- **SELECTED EXTRACT**:
___

Posts Tagged ‘technofuture’


Buying stuff online: from bicycles to mozzarella cheese

April 21st, 2012 at 6:54 pm ET

I’ve written before about my Amazon addiction, and now I have two more: a moderate Woot addiction and a much more serious Fab addiction.

Woot is a closeout service that brings you five specific deals each day, some of which are really good. The ad copy suggests that the target audience is people about 20 years younger than me, but that hasn’t prevented me from buying things, like a NeatDesk scanner, which I’m using (along with Evernote) to finally start moving myself toward paperlessness.

Fab brings you selections of products from a dozen or so small independent retailers every day. It’s typically design-oriented, artsy, hipster stuff, sometimes closeouts, sometimes one-of-a-kind or few-of-a-kind objects. They do a pretty good job of making it a social experience, by encouraging you to recruit your friends and giving you significant cash-money discounts when you succeed.

I’ve bought the following from Fab in six months, for a grand total of almost $1200: travel mugs, coffee cups, iPhone handsets, Fancy Hands, luggage, T-shirts, a mozzarella cheese making kit (!), 2 wallets, kitchenware, a bicycle, 2 messenger bags, notebooks.

___

Position identification records
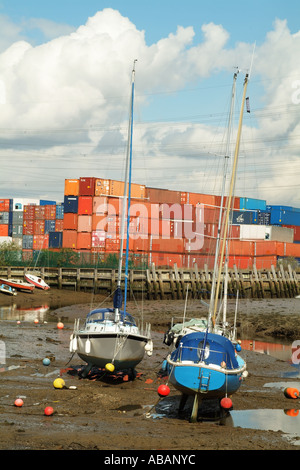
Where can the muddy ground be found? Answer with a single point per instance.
(115, 414)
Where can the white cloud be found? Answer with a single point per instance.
(66, 104)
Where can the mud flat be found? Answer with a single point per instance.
(114, 414)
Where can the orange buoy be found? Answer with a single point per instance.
(48, 411)
(291, 392)
(163, 390)
(226, 403)
(19, 402)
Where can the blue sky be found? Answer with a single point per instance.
(189, 86)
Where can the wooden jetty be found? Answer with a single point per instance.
(157, 283)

___

- **ACTIONS TO TAKE**:
[1] Reproduce word for word the passage of the online shopping post between "I’ve written before" and "myself toward paperlessness.", inclusive.
[2] Offset every coordinate in the answers by adding 38 to each number. Rewrite all lines of the position identification listing from the line holding "Where can the mud flat" through the end of the listing, inclusive, keeping the requests.
The online shopping post and the position identification listing have no connection to each other.

- **ANSWERS IN ORDER**:
[1]
I’ve written before about my Amazon addiction, and now I have two more: a moderate Woot addiction and a much more serious Fab addiction.

Woot is a closeout service that brings you five specific deals each day, some of which are really good. The ad copy suggests that the target audience is people about 20 years younger than me, but that hasn’t prevented me from buying things, like a NeatDesk scanner, which I’m using (along with Evernote) to finally start moving myself toward paperlessness.

[2]
Where can the mud flat be found? Answer with a single point per instance.
(152, 452)
Where can the orange buoy be found? Answer with a single point per instance.
(86, 449)
(329, 430)
(201, 428)
(264, 441)
(57, 440)
Where can the blue sky be found? Answer with a single point per instance.
(227, 124)
Where can the wooden jetty be found? Answer with a single point per instance.
(195, 321)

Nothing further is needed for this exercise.